EXTRAIT À LIRE:
┄┄┄┄┄┄┄┄┄┄
M. Jean-Pierre Bel. Très bien !

M. Yvon Collin. Eh oui ! Vous avez fait vôtres les recommandations de ces banquiers, occupés à soigner leurs bonus, en mettant en place des mécaniques financières qui ont fait exploser la finance et l’économie mondiale.

Hé oui ! Vous n’avez pas vu et vous ne voyez toujours pas que c’est ce système économique qui est aujourd’hui comme hier responsable de l’état de nos finances publiques, comme l’est l’impéritie des intermédiaires financiers dont il va falloir acquitter la facture, facture qui augmente tous les jours pour certains de nos plus proches voisins, et cela à des risques incalculables !

Quant à la menace des marchés financiers, plutôt que de l’agiter, il serait souhaitable, monsieur le ministre, de prévenir les abus et de tenir les engagements que vous avez pris de réduire l’exposition des populations à leurs excès.

Mais il y a plus : il y a vos contradictions.

Il vous faudra bien reconnaître qu’avant la crise économique votre politique budgétaire était insoutenable. Vous avez pris des engagements à crédit, comme le niveau de la dette publique, qui ne pouvait qu’augmenter, nous le rappelle crûment.

L’année 2007 le montre avec éloquence : au cours de cette période, pourtant de forte croissance, vous avez creusé le déficit public de 0,4 point de PIB. Dans le même temps, notre voisin allemand, auquel vous vous référez fréquemment, améliorait sa position budgétaire de 1,9 point de PIB. Et la dégradation des comptes publics français aurait été encore plus nette si la conjoncture n’avait pas été porteuse, puisque notre solde structurel s’est alors alourdi de 0,9 point de PIB.

Vous avez choisi l’impasse budgétaire bien avant que l’impasse de votre système économique de prédilection n’apparaisse, et avec l’éclat dramatique que chacun a pu observer.

Je ne vous reprocherai pas de n’avoir pas tenu les objectifs de dépenses publiques que vous aviez affichés. Je ne souscris pas à la diabolisation de la dépense publique qui n’est fondée sur rien et ne mène nulle part.
┄┄┄┄┄┄┄┄┄┄
Lignes d'identification des positions:
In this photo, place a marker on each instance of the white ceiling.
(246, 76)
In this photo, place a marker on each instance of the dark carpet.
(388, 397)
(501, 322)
┄┄┄┄┄┄┄┄┄┄
TÂCHES À RÉALISER:
1. Recopiez le passage de l'extrait sur la politique budgétaire qui commence aux mots « L’année 2007 le montre » et s'arrête après « a pu observer. », en changeant « voisin allemand » en « partenaire allemand ».
2. D'après l'extrait sur la politique budgétaire, de combien de points de PIB le voisin allemand a-t-il amélioré sa position budgétaire en 2007 ?
3. Reprenez l'extrait sur la politique budgétaire et prolongez-le après sa dernière phrase.

RÉPONSES ATTENDUES:
1.
L’année 2007 le montre avec éloquence : au cours de cette période, pourtant de forte croissance, vous avez creusé le déficit public de 0,4 point de PIB. Dans le même temps, notre partenaire allemand, auquel vous vous référez fréquemment, améliorait sa position budgétaire de 1,9 point de PIB. Et la dégradation des comptes publics français aurait été encore plus nette si la conjoncture n’avait pas été porteuse, puisque notre solde structurel s’est alors alourdi de 0,9 point de PIB.

Vous avez choisi l’impasse budgétaire bien avant que l’impasse de votre système économique de prédilection n’apparaisse, et avec l’éclat dramatique que chacun a pu observer.

2. De 1,9 point de PIB.

3.
En revanche, vous n’avez pas eu le courage de déployer les moyens de votre politique sur le front des prélèvements obligatoires. Vous avez sciemment baissé la contribution des plus aisés de nos concitoyens au financement des biens publics, si nécessaires à notre dynamisme économique et à notre cohésion sociale. Plutôt que de desserrer les contraintes qui s’exercent en ce domaine, vous les avez assumées avec entrain, vous montrant insouciant de toute cohérence financière. C’est ce point qui nous distingue, monsieur le ministre.

Or le projet de loi constitutionnelle que vous nous soumettez s’inscrit dans le prolongement de cette politique dépourvue d’orientation viable. C’est un rideau de fumée supplémentaire tiré par votre gouvernement. Et il s’agit d’une fumée dangereuse !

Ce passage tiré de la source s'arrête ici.